(begin)

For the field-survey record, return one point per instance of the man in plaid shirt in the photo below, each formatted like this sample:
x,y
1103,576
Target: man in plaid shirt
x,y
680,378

(end)
(begin)

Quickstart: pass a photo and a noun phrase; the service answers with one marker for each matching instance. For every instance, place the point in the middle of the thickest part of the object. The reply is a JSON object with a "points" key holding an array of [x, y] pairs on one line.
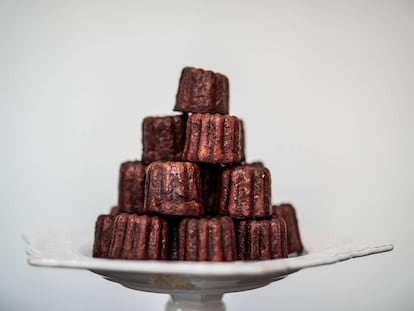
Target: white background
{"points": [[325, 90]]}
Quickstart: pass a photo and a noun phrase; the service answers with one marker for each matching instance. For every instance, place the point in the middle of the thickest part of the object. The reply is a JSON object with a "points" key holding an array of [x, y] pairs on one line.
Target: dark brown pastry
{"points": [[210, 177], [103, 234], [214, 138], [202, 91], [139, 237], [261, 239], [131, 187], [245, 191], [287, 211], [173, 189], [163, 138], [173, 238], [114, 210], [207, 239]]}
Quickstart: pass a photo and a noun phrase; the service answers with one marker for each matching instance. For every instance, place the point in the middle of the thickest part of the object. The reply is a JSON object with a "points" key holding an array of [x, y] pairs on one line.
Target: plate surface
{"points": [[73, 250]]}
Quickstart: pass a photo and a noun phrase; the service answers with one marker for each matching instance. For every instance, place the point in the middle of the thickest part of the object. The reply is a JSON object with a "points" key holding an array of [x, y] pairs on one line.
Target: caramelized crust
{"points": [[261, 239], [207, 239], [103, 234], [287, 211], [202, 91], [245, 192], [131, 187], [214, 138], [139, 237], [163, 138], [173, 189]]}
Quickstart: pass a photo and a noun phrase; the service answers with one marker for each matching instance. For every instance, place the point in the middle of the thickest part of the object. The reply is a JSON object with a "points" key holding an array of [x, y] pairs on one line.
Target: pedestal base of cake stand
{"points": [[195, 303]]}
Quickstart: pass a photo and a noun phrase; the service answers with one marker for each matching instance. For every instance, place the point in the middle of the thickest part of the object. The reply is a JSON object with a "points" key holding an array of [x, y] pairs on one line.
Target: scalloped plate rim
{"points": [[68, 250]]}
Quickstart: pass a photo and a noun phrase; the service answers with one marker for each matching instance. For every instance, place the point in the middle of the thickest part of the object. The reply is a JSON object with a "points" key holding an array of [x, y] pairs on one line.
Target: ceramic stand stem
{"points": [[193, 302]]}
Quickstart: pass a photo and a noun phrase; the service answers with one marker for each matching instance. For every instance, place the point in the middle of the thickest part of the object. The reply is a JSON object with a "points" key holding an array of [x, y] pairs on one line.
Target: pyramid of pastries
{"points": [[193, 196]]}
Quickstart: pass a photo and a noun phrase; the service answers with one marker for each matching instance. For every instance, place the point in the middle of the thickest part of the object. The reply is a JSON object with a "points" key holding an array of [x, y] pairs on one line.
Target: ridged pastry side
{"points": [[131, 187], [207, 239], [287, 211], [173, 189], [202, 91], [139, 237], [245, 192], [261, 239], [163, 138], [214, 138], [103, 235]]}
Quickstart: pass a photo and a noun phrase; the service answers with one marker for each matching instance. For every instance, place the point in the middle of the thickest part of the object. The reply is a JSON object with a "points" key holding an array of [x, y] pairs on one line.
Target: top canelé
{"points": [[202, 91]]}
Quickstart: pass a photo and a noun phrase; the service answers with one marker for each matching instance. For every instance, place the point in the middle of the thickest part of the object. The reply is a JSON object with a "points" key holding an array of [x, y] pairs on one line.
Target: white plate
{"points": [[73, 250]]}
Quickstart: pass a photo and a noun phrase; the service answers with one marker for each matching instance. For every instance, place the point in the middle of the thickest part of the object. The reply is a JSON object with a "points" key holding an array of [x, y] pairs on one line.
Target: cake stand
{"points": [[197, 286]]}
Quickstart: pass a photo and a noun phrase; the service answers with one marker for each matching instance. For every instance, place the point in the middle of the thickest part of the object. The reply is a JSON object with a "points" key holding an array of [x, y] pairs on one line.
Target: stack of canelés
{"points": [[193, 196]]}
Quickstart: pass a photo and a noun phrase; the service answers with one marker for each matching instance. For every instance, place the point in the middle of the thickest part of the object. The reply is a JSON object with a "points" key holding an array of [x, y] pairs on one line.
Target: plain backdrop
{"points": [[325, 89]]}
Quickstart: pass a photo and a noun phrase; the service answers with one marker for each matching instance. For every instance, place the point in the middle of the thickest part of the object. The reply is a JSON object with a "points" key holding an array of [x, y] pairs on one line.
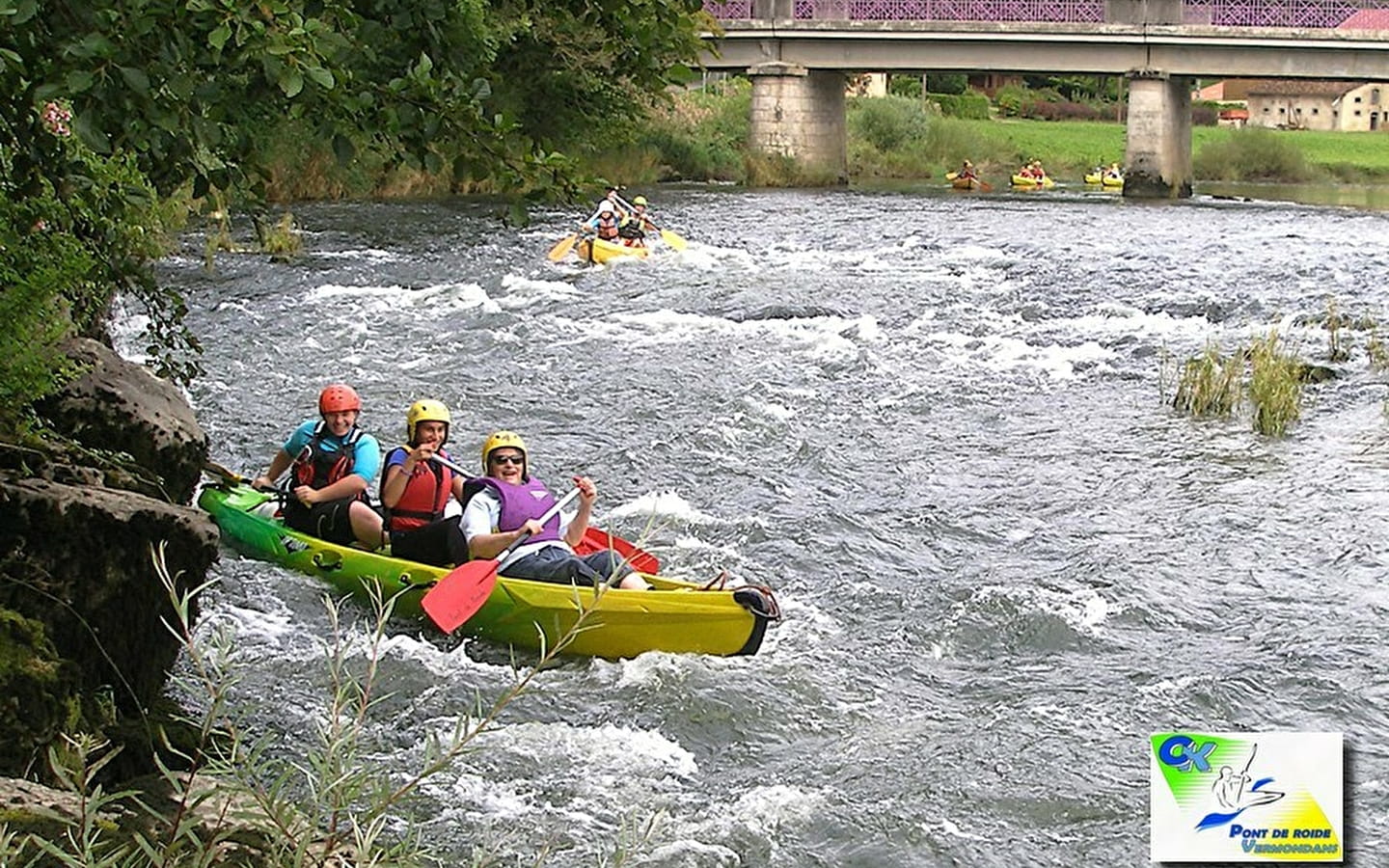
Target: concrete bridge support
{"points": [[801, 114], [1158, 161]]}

(end)

> Written exercise:
Copy out every line of the material above that contains the string "pastry".

> Response below:
Target: dark brown pastry
Target: ridged pastry side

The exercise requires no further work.